**EXERCISE DIRECTIONS**
How many lines in the records below contain the string "green"? Case counts, so match uppercase and lowercase letters exactly, and reply with the number alone.

Location labeling records:
———

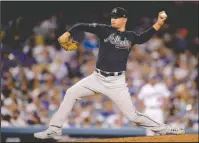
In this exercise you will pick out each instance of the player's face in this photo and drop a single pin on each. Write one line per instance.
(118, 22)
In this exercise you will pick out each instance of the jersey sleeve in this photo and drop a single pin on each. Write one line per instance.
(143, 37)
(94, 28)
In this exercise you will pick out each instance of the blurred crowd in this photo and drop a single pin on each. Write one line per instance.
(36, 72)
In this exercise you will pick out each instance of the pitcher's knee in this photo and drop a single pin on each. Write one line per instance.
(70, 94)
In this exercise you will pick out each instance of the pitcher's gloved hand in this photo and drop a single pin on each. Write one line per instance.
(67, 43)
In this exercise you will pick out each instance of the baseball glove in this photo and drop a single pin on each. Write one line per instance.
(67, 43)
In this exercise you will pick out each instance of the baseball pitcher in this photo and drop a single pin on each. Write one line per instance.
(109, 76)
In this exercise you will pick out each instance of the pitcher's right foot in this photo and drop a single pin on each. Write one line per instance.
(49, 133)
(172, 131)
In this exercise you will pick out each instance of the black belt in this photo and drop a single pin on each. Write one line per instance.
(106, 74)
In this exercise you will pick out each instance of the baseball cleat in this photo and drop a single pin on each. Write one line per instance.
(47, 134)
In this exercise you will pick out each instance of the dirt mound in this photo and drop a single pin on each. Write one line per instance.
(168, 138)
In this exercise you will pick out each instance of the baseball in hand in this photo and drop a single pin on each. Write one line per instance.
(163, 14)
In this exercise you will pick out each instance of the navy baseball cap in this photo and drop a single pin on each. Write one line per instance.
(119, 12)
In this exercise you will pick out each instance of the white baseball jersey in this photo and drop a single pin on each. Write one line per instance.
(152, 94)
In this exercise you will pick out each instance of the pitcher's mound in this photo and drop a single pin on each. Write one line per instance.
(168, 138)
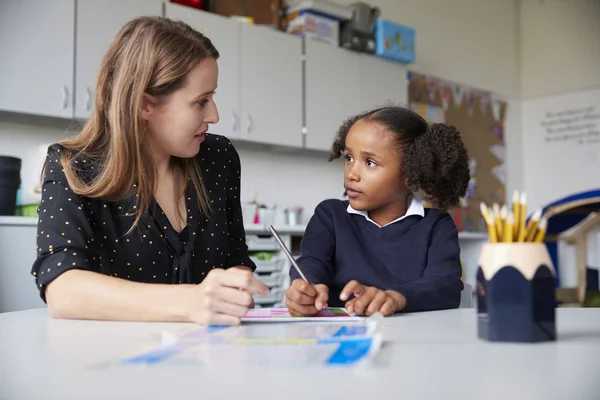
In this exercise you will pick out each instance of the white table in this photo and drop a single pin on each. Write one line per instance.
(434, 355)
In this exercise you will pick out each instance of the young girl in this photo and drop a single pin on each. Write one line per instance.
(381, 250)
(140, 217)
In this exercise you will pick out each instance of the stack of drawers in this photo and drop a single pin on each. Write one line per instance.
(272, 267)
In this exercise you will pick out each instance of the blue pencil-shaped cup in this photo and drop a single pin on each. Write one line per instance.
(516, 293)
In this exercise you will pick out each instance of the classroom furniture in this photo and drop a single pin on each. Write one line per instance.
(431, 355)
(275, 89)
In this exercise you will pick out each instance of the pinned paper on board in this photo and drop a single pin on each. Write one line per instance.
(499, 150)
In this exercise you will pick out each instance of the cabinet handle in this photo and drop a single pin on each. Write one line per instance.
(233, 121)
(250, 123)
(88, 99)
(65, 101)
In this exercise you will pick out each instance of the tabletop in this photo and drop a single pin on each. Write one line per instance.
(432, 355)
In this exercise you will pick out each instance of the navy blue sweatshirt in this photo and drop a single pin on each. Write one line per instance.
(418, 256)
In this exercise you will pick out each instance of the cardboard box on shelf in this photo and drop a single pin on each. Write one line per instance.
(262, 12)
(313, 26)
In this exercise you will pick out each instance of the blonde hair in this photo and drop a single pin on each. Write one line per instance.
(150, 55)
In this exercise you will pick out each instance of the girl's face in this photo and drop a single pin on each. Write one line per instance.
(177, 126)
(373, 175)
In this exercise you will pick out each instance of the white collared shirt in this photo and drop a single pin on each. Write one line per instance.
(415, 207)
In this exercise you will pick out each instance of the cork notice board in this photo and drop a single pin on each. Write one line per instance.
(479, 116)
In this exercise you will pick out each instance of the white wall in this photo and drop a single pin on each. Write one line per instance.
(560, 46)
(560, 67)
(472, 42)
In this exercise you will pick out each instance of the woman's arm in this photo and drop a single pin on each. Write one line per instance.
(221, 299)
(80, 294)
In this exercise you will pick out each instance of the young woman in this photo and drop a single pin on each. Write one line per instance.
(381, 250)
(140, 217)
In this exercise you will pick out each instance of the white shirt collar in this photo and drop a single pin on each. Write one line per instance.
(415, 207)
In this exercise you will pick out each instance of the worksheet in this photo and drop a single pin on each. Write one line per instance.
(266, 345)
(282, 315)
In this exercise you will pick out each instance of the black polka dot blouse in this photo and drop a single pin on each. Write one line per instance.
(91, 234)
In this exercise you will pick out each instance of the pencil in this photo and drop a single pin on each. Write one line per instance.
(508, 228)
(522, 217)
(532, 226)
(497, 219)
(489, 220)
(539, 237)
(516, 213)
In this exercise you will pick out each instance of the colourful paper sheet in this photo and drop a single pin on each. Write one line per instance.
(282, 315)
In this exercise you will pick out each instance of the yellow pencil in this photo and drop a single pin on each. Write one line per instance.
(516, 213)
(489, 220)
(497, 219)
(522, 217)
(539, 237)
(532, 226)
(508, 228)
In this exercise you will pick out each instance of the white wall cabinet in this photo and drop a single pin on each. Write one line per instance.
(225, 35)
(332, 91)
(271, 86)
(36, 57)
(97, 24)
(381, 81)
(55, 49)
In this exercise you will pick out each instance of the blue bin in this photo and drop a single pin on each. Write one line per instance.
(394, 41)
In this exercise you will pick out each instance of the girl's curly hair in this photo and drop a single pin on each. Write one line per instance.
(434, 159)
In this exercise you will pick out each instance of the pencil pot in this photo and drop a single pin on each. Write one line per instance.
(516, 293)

———

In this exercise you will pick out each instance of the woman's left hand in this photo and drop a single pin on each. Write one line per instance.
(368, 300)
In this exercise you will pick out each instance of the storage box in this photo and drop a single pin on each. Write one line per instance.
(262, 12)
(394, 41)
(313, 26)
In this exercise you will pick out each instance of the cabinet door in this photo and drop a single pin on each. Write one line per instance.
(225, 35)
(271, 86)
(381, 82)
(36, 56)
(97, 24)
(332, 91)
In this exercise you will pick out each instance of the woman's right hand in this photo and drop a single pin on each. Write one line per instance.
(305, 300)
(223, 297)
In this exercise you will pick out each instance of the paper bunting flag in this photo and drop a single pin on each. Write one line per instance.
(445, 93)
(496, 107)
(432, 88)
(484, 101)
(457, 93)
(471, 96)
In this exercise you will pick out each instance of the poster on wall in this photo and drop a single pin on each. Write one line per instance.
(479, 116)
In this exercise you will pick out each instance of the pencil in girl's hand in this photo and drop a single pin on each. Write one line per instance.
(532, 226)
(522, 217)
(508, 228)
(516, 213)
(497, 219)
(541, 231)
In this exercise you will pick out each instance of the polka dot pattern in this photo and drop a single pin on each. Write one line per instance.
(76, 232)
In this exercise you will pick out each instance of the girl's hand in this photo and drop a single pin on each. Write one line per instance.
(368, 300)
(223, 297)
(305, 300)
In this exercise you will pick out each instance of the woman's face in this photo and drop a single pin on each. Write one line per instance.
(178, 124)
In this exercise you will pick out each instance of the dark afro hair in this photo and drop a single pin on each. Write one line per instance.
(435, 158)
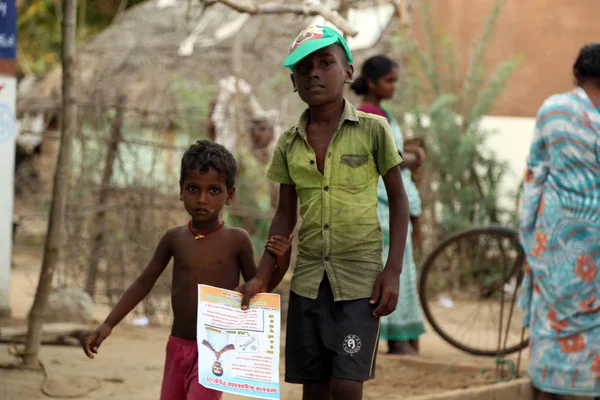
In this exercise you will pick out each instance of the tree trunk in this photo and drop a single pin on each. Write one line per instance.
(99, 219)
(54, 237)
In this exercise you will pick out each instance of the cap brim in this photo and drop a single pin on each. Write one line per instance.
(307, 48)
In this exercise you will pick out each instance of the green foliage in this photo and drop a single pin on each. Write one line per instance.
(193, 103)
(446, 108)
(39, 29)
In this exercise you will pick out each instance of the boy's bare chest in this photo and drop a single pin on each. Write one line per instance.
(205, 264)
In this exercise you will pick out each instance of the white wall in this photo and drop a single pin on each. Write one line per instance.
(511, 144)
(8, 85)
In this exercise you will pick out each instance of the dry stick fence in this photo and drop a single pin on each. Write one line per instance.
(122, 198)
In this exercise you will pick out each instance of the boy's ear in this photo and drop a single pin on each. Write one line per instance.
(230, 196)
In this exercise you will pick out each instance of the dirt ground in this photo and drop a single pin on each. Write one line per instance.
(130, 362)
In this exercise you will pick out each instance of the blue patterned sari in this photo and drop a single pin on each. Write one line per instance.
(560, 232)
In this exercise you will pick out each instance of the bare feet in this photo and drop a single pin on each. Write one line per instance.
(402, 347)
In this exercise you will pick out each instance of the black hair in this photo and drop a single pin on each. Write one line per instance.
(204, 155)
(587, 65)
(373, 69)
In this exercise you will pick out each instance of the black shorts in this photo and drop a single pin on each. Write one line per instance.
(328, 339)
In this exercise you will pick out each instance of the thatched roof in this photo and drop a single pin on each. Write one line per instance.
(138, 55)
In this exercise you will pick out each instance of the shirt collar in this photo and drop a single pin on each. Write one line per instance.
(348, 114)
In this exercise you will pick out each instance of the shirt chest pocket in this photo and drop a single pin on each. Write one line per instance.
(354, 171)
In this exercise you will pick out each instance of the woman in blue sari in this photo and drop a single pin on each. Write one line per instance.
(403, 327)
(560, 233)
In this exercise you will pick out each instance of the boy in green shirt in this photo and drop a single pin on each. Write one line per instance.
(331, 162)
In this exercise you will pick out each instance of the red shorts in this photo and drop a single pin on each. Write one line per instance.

———

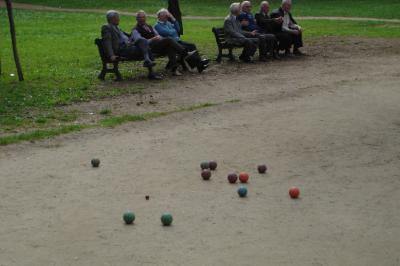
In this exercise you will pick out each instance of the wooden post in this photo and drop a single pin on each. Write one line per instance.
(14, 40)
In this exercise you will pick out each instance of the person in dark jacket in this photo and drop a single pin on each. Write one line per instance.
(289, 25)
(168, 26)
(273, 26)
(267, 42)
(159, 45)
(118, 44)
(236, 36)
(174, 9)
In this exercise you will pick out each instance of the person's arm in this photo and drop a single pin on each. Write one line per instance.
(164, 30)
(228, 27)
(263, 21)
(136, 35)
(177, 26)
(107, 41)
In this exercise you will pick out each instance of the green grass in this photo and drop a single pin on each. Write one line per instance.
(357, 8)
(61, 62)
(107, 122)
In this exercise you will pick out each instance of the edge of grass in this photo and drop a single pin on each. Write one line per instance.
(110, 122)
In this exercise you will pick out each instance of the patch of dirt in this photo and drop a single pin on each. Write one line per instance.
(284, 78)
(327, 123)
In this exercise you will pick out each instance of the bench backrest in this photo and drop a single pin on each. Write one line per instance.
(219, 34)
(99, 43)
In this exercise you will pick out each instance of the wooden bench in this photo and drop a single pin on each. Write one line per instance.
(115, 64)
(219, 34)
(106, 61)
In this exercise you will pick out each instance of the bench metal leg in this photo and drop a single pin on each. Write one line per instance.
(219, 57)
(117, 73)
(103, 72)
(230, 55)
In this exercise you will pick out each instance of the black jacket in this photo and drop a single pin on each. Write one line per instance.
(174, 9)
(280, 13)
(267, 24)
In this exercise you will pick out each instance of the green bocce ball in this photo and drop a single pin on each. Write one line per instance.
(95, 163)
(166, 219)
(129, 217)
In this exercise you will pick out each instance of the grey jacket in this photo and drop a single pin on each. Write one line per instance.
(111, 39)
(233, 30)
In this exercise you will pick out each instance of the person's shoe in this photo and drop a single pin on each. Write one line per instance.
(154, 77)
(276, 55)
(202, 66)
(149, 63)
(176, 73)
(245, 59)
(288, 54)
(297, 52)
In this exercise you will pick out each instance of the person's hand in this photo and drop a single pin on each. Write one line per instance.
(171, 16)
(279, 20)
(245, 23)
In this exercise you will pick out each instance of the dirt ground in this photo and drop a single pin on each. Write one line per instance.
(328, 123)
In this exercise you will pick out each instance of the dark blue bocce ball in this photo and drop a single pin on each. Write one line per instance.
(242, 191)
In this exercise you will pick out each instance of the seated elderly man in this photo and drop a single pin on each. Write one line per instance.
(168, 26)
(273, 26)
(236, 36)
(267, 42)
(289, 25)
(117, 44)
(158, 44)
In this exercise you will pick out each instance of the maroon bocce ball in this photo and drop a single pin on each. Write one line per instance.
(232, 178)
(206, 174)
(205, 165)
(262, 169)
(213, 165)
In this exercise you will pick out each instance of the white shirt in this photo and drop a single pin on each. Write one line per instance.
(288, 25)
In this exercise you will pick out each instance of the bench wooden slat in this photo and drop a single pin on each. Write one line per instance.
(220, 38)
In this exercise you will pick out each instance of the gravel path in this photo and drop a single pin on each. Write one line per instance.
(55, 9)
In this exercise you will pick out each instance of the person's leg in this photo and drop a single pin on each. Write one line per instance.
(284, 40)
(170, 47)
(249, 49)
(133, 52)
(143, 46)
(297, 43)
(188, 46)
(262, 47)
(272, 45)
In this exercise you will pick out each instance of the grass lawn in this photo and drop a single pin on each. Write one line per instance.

———

**TASK SOLUTION**
4